Data extract:
■ ■ ■ ■

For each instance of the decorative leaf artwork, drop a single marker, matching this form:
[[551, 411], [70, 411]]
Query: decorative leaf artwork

■ ■ ■ ■

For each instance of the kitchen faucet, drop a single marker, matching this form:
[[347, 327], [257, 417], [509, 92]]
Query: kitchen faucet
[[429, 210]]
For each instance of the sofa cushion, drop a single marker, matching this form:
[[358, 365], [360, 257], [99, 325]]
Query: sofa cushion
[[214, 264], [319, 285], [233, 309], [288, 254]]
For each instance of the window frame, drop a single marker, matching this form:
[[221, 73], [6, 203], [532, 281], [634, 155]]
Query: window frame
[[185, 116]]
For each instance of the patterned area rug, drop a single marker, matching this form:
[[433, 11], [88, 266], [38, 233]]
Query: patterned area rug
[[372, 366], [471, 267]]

■ ■ ■ ■

Your goal: A single number is required: the count of lines in the data above that include the string "marker".

Response area: 5